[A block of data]
○ ○ ○

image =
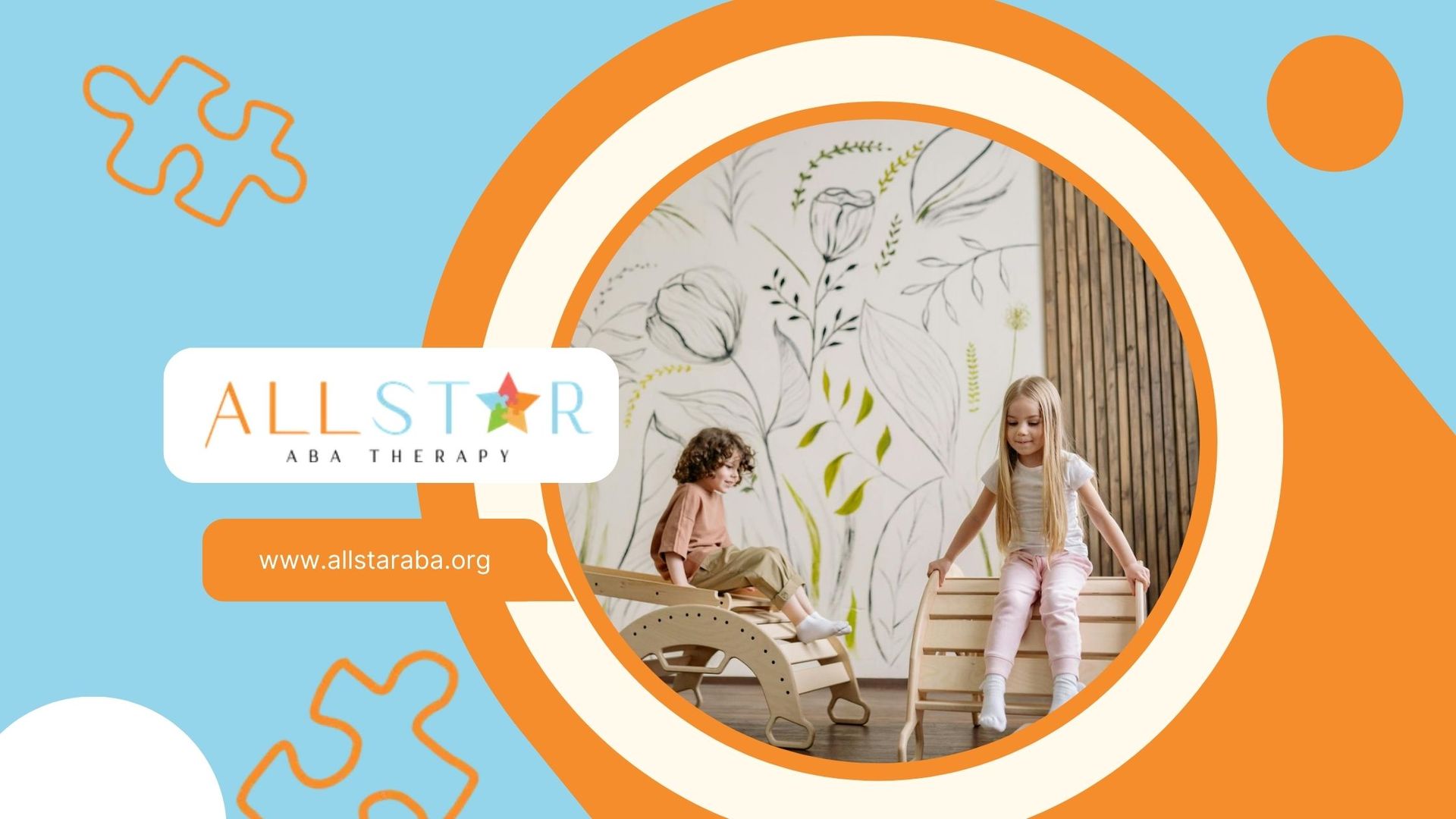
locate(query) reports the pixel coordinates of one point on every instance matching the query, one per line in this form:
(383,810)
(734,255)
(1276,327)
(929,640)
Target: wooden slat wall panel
(1119,359)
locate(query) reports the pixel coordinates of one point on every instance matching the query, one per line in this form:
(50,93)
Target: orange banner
(379,560)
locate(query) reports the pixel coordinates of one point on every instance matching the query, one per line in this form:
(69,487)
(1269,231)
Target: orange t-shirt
(693,526)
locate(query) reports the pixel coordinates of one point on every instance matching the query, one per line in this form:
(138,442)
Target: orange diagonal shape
(197,155)
(357,744)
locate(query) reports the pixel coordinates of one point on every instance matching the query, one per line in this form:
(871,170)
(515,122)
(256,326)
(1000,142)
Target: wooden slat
(800,651)
(1109,480)
(1098,637)
(1126,378)
(981,605)
(781,630)
(813,676)
(1133,518)
(645,588)
(1049,279)
(949,672)
(762,615)
(1172,521)
(1122,503)
(1063,314)
(990,585)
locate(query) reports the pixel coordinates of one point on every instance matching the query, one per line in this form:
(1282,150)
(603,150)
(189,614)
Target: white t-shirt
(1025,487)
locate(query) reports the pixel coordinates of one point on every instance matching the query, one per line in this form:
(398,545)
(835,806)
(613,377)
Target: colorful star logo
(507,406)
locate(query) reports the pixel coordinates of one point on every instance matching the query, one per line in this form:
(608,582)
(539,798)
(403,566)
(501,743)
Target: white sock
(1063,689)
(993,703)
(817,627)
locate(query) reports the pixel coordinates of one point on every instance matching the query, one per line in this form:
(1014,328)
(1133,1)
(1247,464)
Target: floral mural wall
(852,299)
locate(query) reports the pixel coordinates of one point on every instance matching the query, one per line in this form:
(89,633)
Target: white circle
(104,757)
(1225,309)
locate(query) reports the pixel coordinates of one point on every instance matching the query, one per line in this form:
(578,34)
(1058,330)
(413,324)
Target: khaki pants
(762,567)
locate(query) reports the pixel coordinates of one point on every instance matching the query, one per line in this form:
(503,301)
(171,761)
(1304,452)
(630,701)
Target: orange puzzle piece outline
(357,744)
(197,155)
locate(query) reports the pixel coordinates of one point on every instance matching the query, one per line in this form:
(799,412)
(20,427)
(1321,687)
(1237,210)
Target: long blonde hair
(1053,466)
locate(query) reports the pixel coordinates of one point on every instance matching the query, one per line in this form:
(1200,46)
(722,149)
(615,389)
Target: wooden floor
(739,704)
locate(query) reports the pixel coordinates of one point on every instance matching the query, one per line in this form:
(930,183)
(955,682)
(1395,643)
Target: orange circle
(1334,102)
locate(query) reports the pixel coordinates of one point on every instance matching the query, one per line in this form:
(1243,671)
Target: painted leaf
(814,538)
(867,403)
(832,471)
(808,438)
(906,363)
(854,500)
(794,384)
(912,537)
(957,177)
(717,409)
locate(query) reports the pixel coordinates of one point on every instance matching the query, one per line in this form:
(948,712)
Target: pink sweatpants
(1025,579)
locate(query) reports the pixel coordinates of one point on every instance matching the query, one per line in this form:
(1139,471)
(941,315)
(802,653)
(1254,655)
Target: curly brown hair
(711,449)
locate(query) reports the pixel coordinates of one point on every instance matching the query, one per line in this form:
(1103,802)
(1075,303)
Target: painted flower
(1018,316)
(839,221)
(696,315)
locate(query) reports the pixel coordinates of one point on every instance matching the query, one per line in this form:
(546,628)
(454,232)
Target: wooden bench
(698,632)
(948,648)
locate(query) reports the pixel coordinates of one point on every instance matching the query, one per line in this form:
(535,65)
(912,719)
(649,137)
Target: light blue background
(402,120)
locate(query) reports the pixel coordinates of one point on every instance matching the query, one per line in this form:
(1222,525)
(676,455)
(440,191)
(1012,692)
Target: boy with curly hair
(691,544)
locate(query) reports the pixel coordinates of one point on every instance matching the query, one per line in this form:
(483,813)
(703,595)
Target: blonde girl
(1037,483)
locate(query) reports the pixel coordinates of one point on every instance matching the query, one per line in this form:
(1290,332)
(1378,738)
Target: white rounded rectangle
(389,416)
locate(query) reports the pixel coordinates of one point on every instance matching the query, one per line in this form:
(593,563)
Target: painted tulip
(839,221)
(696,315)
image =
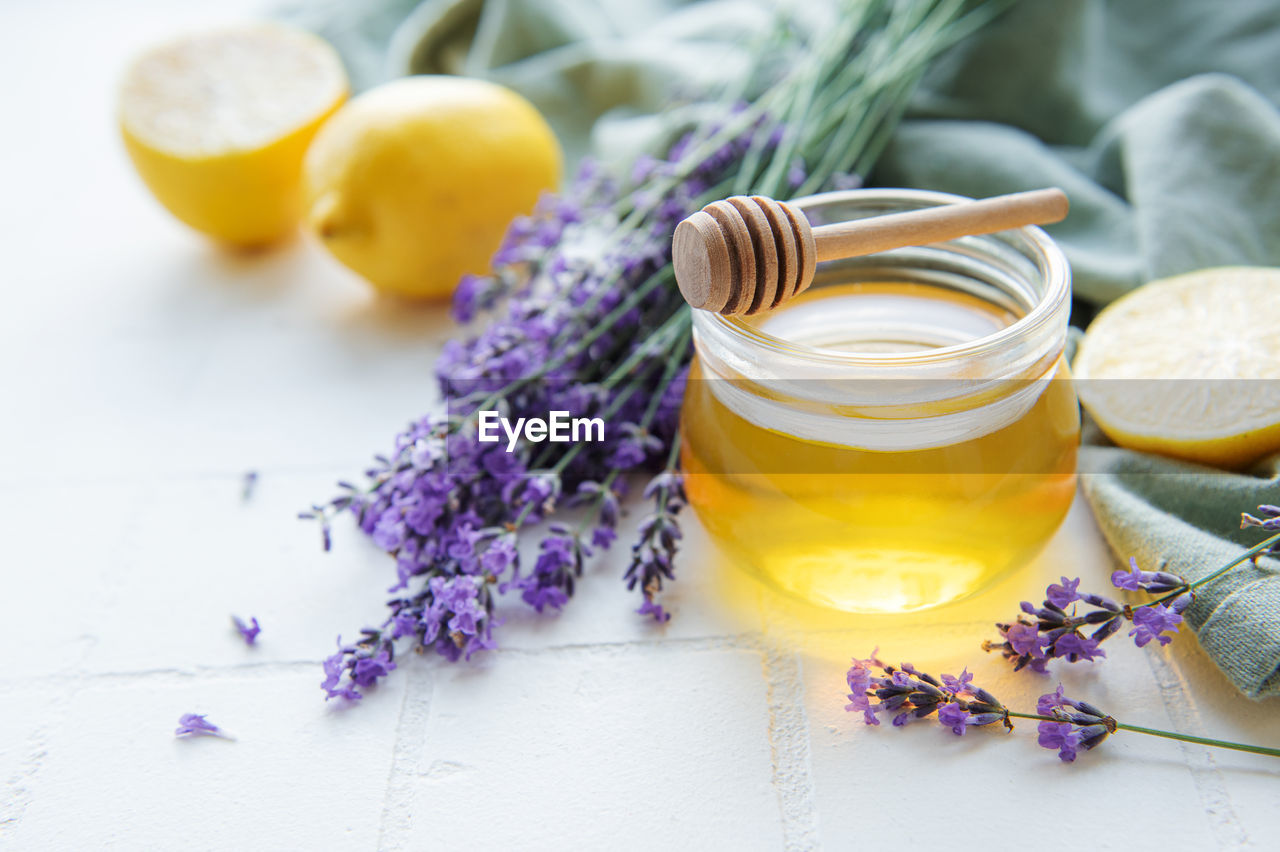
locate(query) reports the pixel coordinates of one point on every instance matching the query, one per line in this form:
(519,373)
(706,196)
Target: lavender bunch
(1072,624)
(583,316)
(1065,725)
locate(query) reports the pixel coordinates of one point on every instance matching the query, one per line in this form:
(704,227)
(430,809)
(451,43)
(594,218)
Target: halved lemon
(1189,366)
(218,123)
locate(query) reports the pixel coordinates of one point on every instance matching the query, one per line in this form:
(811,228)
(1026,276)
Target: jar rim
(1045,253)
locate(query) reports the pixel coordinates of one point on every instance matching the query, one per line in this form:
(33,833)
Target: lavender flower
(1063,595)
(1157,582)
(1065,725)
(1051,631)
(910,695)
(584,316)
(191,724)
(248,632)
(1075,725)
(1151,622)
(653,557)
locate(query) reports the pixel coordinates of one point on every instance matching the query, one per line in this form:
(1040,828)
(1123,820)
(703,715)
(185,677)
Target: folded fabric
(1157,117)
(1184,518)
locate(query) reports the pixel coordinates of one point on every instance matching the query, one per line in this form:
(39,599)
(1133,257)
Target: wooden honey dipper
(750,253)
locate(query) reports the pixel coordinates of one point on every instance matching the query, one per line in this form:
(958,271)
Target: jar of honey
(900,435)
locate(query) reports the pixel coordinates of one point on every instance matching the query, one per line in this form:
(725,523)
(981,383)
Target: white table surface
(145,372)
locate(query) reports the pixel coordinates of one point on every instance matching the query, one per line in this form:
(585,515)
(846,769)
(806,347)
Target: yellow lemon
(414,183)
(1189,366)
(218,123)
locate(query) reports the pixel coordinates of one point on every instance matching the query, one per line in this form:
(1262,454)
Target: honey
(883,445)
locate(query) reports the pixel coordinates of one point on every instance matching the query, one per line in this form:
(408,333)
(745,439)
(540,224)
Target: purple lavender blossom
(583,315)
(960,685)
(912,695)
(248,632)
(1156,582)
(1061,737)
(1073,624)
(1078,725)
(955,717)
(1063,595)
(1073,646)
(1151,622)
(191,724)
(859,679)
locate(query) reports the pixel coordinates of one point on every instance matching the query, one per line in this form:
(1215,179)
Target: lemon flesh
(1189,366)
(216,126)
(414,183)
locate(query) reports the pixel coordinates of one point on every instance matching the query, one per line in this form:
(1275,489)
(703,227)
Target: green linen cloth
(1157,117)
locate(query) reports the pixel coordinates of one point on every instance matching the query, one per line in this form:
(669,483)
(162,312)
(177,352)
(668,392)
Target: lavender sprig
(1066,725)
(583,316)
(1072,624)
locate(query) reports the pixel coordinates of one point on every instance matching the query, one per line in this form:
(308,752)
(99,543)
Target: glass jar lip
(1047,256)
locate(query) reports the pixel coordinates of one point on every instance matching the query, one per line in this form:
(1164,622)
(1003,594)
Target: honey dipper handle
(937,224)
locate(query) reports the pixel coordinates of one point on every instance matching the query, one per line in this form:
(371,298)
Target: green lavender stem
(1166,734)
(1248,554)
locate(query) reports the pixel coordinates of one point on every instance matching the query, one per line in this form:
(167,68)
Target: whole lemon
(218,123)
(414,183)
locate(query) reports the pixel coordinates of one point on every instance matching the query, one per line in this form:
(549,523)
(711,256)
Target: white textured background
(144,372)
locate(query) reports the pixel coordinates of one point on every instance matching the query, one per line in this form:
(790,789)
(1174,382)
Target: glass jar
(900,435)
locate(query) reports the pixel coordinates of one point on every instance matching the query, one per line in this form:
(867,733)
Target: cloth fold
(1157,117)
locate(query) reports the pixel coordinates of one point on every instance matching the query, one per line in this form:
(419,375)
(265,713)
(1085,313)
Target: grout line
(1178,697)
(272,667)
(397,821)
(789,745)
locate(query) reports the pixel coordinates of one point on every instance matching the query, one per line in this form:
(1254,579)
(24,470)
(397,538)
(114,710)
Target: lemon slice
(216,126)
(1189,366)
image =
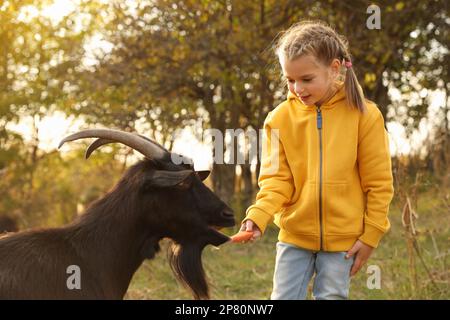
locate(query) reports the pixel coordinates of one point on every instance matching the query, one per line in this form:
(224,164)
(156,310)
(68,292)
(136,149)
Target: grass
(240,272)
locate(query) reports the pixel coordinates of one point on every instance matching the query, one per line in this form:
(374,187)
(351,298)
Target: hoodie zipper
(319,127)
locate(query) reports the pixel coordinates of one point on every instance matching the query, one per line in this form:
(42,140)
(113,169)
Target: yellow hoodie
(333,184)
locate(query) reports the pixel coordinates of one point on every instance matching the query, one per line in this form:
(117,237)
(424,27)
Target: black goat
(155,198)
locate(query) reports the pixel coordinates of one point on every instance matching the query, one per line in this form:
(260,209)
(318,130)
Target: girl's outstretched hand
(250,226)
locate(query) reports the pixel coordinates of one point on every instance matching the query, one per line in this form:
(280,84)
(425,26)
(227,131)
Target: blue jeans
(294,268)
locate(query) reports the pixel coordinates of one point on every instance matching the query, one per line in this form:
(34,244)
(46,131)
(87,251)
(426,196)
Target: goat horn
(147,147)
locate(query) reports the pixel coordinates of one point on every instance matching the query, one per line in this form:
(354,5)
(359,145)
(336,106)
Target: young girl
(330,195)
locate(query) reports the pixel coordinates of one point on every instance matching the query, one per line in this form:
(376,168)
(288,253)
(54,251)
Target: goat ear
(203,174)
(167,179)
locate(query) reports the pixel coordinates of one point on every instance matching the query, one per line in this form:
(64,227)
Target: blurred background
(158,67)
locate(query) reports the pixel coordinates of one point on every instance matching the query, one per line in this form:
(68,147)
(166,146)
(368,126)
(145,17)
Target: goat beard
(186,263)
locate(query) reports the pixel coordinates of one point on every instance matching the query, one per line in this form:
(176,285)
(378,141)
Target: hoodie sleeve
(374,163)
(275,179)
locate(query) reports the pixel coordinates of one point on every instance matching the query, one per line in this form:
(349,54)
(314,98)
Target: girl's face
(309,79)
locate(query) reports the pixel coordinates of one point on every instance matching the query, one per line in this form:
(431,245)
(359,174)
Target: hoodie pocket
(343,214)
(302,216)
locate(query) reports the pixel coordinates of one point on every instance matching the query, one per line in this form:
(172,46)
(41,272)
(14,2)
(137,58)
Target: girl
(330,195)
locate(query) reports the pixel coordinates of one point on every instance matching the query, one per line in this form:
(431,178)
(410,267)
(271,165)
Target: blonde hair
(322,42)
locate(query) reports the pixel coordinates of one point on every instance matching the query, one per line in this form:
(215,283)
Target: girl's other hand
(362,253)
(249,225)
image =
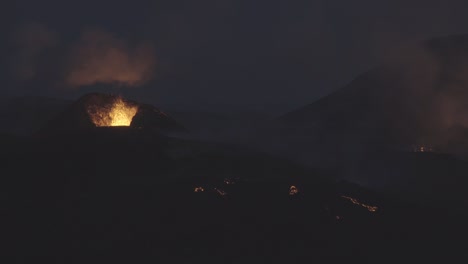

○ ○ ○

Directions:
How many of the lines above contain the word "lavender", with case taken into account? Reply with the number alone.

Written answer:
5